### The problem:
Below is a listing with pictures in it. Copy it exactly without them.

### Data extract:
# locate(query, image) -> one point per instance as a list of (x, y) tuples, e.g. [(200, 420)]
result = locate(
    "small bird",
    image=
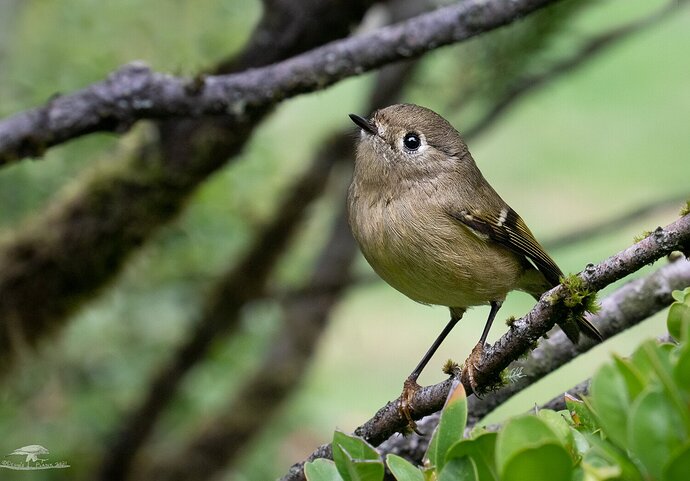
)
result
[(432, 227), (31, 452)]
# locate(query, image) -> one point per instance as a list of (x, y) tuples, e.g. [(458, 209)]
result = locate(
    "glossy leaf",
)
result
[(582, 416), (355, 459), (678, 321), (402, 469), (547, 462), (678, 466), (603, 449), (633, 377), (459, 469), (655, 430), (482, 451), (557, 423), (450, 427), (681, 369), (519, 434), (611, 401), (321, 470), (352, 469)]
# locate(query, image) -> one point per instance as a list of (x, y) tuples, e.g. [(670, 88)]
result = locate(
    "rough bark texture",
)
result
[(629, 305), (81, 243), (524, 333), (134, 92)]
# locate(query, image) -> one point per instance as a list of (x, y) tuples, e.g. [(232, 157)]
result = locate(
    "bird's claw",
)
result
[(471, 369), (409, 389)]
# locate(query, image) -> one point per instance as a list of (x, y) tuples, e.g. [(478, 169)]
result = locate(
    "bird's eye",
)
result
[(411, 141)]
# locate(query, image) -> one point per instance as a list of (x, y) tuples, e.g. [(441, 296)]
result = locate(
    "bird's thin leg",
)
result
[(478, 351), (410, 386)]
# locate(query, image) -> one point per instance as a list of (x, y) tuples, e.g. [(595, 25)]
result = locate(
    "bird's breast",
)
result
[(410, 241)]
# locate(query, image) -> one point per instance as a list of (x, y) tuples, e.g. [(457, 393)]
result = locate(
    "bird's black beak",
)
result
[(364, 124)]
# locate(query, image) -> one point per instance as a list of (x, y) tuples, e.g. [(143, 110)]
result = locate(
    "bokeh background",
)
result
[(606, 138)]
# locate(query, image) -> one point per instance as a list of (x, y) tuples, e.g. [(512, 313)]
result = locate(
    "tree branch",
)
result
[(524, 332), (228, 434), (629, 305), (74, 248), (134, 92), (242, 283)]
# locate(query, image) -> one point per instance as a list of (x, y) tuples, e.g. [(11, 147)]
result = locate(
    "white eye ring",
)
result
[(412, 141)]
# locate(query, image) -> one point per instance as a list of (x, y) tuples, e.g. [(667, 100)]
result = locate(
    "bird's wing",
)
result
[(508, 229)]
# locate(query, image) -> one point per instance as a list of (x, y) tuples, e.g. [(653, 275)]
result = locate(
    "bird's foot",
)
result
[(409, 389), (471, 370)]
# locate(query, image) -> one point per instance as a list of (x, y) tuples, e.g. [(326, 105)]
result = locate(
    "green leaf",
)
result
[(681, 369), (582, 417), (519, 434), (450, 427), (481, 450), (678, 322), (459, 469), (557, 423), (678, 466), (548, 462), (352, 469), (611, 401), (581, 443), (321, 470), (356, 447), (655, 430), (633, 377), (402, 469), (355, 459)]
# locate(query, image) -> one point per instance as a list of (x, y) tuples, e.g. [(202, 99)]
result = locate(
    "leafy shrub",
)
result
[(635, 426)]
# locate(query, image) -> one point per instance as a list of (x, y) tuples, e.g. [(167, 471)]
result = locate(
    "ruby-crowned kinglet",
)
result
[(433, 228)]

### Response:
# locate(query, image) -> one point per instance as a list of (x, y) tuples, e.g. [(200, 420)]
result = locate(
    "small bird",
    image=
)
result
[(432, 227), (31, 452)]
# locate(query, image) -> one point per instance as a list of (x, y) tuples, e.g. [(458, 209)]
result = locate(
    "glossy leaf",
)
result
[(582, 416), (355, 459), (678, 321), (402, 469), (547, 462), (678, 466), (603, 449), (633, 377), (459, 469), (655, 430), (482, 451), (557, 423), (450, 427), (681, 369), (519, 434), (611, 401), (321, 470), (352, 469)]
# locate(query, image) -> one point per instance as a list of (x, y) tuples, e.g. [(670, 88)]
result = locate(
    "rough bark texture",
)
result
[(629, 305), (81, 243), (524, 333), (134, 92)]
# locate(query, image) -> one point per instance as a list of (x, y) tuples, e.g. [(232, 157)]
result = locate(
    "bird's claw",
)
result
[(471, 369), (409, 389)]
# locate(query, image) -> one point per instance as a list of (x, y) tuples, e.g. [(478, 169)]
result = locate(
    "bird's eye",
)
result
[(411, 141)]
# locate(query, image) -> one point per instance as a list of (x, y) tuples, e.g. [(441, 296)]
result = locate(
    "bird's thin leg",
)
result
[(478, 351), (410, 386)]
# locate(query, image) -> one point per instance as a list of (x, y) tuples, e.g. [(595, 25)]
result = locate(
    "bird's breast",
)
result
[(410, 241)]
# locate(query, image) -> one point per instance as a list of (x, y) tuples, e.g. [(457, 393)]
result = locate(
    "bird's black beak",
)
result
[(364, 124)]
# locate(query, image) -> one point per instance as a list of (x, y) tuples, e.g. [(143, 110)]
result = locate(
    "bokeh background",
)
result
[(606, 138)]
# locate(query, image) -> one point per instance as a list of (x, y) tuples, e.g. [(512, 313)]
result = locate(
    "tree branch",
)
result
[(524, 332), (228, 434), (629, 305), (74, 248), (134, 92), (242, 283)]
# locate(query, image) -> one point per instance as a list of (x, y) tuples, e.g. [(11, 147)]
result = locate(
    "white eye ring",
)
result
[(412, 141)]
# locate(query, image) -> one point per instance as a list of (x, y) tuples, e.g. [(667, 100)]
result = locate(
    "bird's wing",
)
result
[(508, 229)]
# locate(query, image) -> one point per instance as a list of (x, y) tuples, e.g. [(653, 275)]
result = locate(
    "bird's foot",
)
result
[(409, 389), (471, 370)]
# locate(query, image) -> one point per instance as a list of (x, y) tuples, e.g. [(326, 105)]
result = locate(
    "green leaf",
)
result
[(681, 369), (582, 417), (519, 434), (450, 427), (481, 450), (678, 322), (459, 469), (557, 423), (678, 466), (548, 462), (352, 469), (611, 401), (581, 443), (321, 470), (356, 447), (655, 430), (633, 377), (402, 469), (355, 459)]
# locate(query, image) -> one point per instance as a list of (x, y) tuples, e.g. [(202, 99)]
result = locate(
    "leafy shrub",
)
result
[(635, 426)]
# locate(query, image) -> one point per instance as a list of (x, y) tuples, e.g. [(167, 471)]
result = locate(
    "ruby-crowned kinglet",
)
result
[(433, 228)]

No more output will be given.